- _DATASET EXTRACT_:

*** Begin section ***

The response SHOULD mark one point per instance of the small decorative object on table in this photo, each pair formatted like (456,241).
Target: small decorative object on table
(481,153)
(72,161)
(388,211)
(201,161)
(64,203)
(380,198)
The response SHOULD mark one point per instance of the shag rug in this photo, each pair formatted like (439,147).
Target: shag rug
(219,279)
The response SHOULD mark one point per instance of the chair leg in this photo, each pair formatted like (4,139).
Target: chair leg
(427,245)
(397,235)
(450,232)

*** End section ***
*** Begin section ***

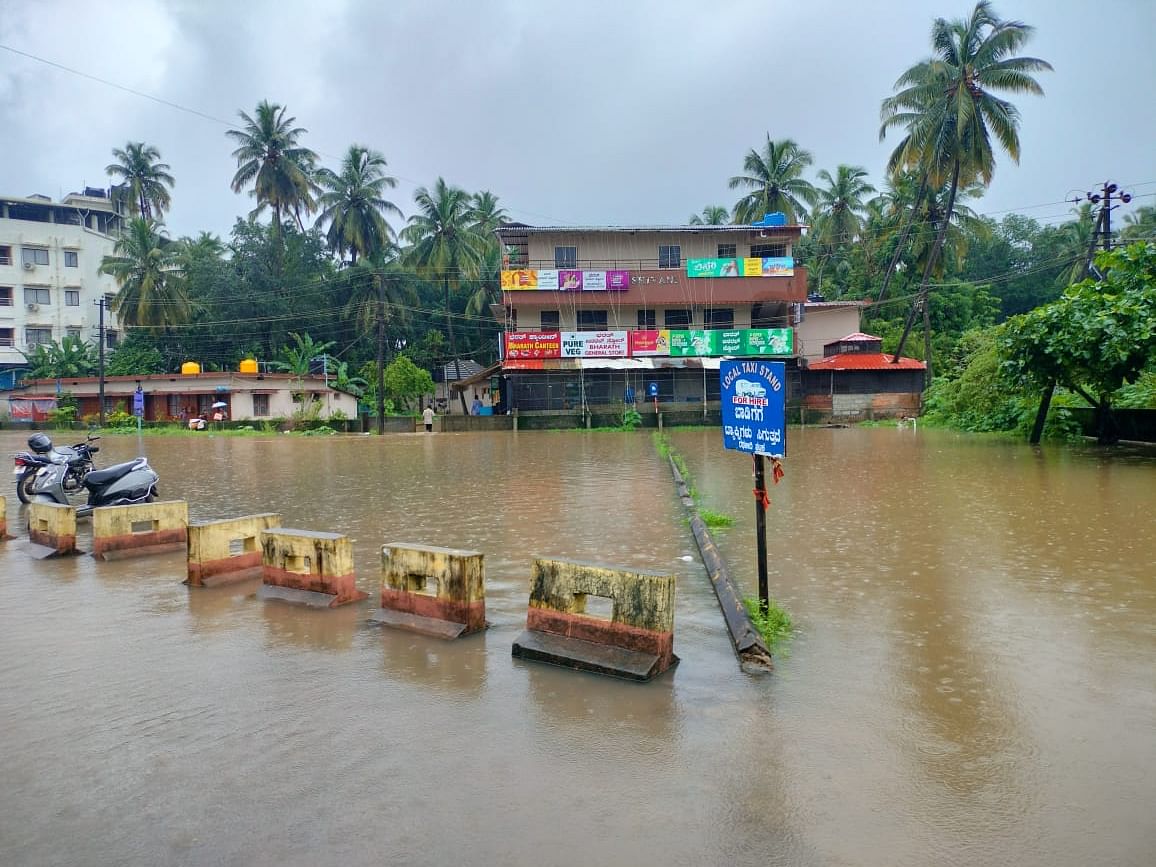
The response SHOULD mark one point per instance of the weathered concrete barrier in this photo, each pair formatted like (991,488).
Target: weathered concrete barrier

*** End section ***
*** Begin section ***

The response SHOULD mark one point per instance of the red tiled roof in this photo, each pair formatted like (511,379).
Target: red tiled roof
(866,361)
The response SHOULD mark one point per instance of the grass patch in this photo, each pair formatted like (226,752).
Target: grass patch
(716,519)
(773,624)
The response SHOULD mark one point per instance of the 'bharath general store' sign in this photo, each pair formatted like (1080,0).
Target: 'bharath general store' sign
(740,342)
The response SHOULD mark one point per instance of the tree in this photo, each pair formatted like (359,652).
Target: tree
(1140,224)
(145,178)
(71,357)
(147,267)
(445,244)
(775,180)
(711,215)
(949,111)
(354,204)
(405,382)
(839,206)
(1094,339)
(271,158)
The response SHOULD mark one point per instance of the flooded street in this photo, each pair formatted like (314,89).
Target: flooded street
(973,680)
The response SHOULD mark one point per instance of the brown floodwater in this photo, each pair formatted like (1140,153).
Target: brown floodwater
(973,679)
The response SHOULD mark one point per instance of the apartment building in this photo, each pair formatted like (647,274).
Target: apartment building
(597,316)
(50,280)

*** End section ***

Find the lines above that contain the word "weathered" and collect them.

- _OUTPUT_:
The response SHOULD mark one point per instance of the weathered concrete barrier in this photo, each pair formatted like (991,488).
Target: weathered concrete barrier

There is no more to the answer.